[start]

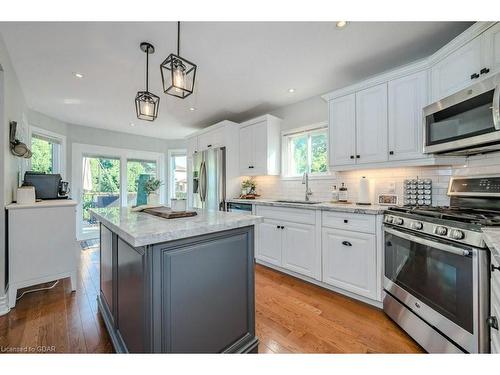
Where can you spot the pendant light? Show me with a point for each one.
(177, 73)
(147, 103)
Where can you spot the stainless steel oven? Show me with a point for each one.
(465, 123)
(434, 290)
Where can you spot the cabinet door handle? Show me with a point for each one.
(492, 322)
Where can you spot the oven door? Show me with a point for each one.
(466, 120)
(437, 280)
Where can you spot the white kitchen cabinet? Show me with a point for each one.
(290, 238)
(259, 142)
(269, 241)
(342, 130)
(350, 261)
(406, 98)
(192, 146)
(371, 124)
(297, 242)
(211, 139)
(491, 49)
(457, 70)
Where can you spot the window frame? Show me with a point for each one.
(171, 186)
(58, 157)
(285, 155)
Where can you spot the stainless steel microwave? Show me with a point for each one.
(465, 123)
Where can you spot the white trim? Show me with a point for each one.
(319, 126)
(80, 150)
(170, 153)
(472, 32)
(61, 162)
(4, 304)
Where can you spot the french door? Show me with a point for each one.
(108, 177)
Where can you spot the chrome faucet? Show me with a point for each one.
(305, 181)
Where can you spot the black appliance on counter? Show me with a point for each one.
(47, 186)
(437, 267)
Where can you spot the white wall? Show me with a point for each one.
(14, 104)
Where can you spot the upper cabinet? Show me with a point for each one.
(342, 134)
(259, 145)
(371, 124)
(406, 98)
(468, 64)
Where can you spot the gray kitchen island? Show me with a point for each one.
(179, 285)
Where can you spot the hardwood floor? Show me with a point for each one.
(292, 316)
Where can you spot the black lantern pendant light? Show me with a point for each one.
(146, 103)
(177, 73)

[end]

■ REQUEST: Copy exactly, and only, the lines from the one containing "Where can you spot the window" through the last line of the listing.

■ RESULT OF THE EXERCISE:
Where can you spot the window frame? Show me with a point for each one.
(171, 186)
(58, 157)
(285, 155)
Where can you spot the stainless steel microwave? Show me with a point for each one.
(465, 123)
Where can you spot the white trim? Show me with a point for each one.
(319, 126)
(80, 150)
(170, 153)
(472, 32)
(61, 162)
(4, 304)
Where can you spot the french door? Show me with a point for each one.
(108, 177)
Where can you spot the chrome faucet? Show me with a point for each one.
(305, 181)
Where can you spot the black appliance on counter? Show me with a point for each one.
(47, 186)
(437, 267)
Where can you spot the white wall? Show me with a point for each one.
(14, 104)
Where can you spot the upper cabinet? Show me with a point for each one.
(342, 134)
(259, 145)
(371, 124)
(406, 98)
(468, 64)
Where can you spot the gray kitchen island? Show me with a point for each one.
(179, 285)
Where can you spot the hardwood floor? Show me with a point for each one.
(292, 316)
Where can you spot the black lantern pendant light? Show me with a point for each one.
(146, 103)
(177, 73)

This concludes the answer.